#### Brano di testo
◆ ◆ ◆ ◆

ISAAC ALBENIZ 1860 – 1909

MICROBIOGRAFIE IRRISPETTOSE

Sì, sono tutti bambini prodigio, lo sappiamo, ma Isaac esagera: debutta in concerto a quattro anni al teatro Romea di Barcellona. Neanche Mozart! A sette anni fa l’esame di ammissione al Conservatorio di Parigi, lo passa brillantemente, ma non lo vogliono: “Questo non è un asilo d’infanzia”.

Allora si sposta a quello di Madrid, e qui entra, ma trova il modo di litigare subito con i suoi professori. Alla fine manda tutti al diavolo e se ne va giurando di non mettere più piede in una scuola di musica.

Tanto per rimanere nell’esagerazione, a nove anni scappa di casa e se ne va in giro per la Spagna suonando e guadagnandosi da vivere come un adulto affermato.

La leggenda (ma pare che sia un po’ gonfiata) racconta anche che a un certo punto Albeniz, che ormai ha ben 13 (tredici) anni si imbarca per Porto Rico pagandosi il viaggio con la musica. Lo riacchiappa il padre, ispettore di dogana, che però poi, fiutato l’affare, se lo porta per un giro di concerti insieme alla sorellina nei paesi del Sud America.

◆ ◆ ◆ ◆

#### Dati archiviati
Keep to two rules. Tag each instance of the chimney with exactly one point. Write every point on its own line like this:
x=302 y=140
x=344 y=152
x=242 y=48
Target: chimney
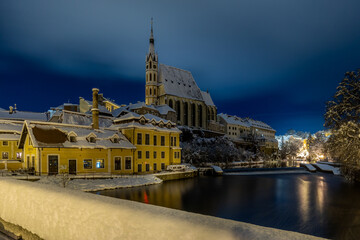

◆ ◆ ◆ ◆

#### Cosa fare
- A) Indica se ciascuna affermazione concorda con la microbiografia di Albeniz, rispondendo sì o no e citando le parole decisive del brano: (i) Albeniz debuttò in concerto a quattro anni al teatro Romea di Barcellona; (ii) il Conservatorio di Parigi lo respinse perché non aveva superato l'esame; (iii) il padre di Albeniz era ispettore di dogana.
- B) Continua la microbiografia di Albeniz dopo la sua ultima frase.

#### Risposte ai compiti
- A)
(i) Sì: "debutta in concerto a quattro anni al teatro Romea di Barcellona".
(ii) No: "lo passa brillantemente, ma non lo vogliono".
(iii) Sì: "Lo riacchiappa il padre, ispettore di dogana".

- B)
Anche qui il paragone con Mozart e famiglia ci sta.

Nel 1877 raggiunge a Weimar Liszt, di cui è da sempre artisticamente innamorato, e lo segue per due anni in tutte le sue peregrinazioni mentali, musicali e geografiche (anche Liszt non è certo un tipo sedentario) facendo una grande esperienza con il maestro. Poi riprende a girare per conto suo di trionfo in trionfo, finché, stanco di tutto questo, secondo lui vano e faticoso arrabattarsi al pianoforte, dopo un ultimo concerto a Berlino nel 1893 appende la tastiera al chiodo.

E si piazza a Parigi, dove si trova benissimo (doveva essere un periodo di grande fervore e vitalità intellettuale), si mette a scrivere commedie musicali e opere, tutte scivolate discretamente nel dimenticatoio, ma poi, in un momento tragico della sua vita, con la moglie e una figlia malatissime, quasi in punto di morte, gli esce dalla penna una delle composizioni più brillanti, colorate, gioiose del repertorio mondiale: la suite “Iberia”.

La completa nel 1908 e poi, come una farfalla che ha fatto il suo ultimo volo, muore, giovane, nel 1909 (poche settimane prima, la Francia gli ha concesso la Legion d’Onore).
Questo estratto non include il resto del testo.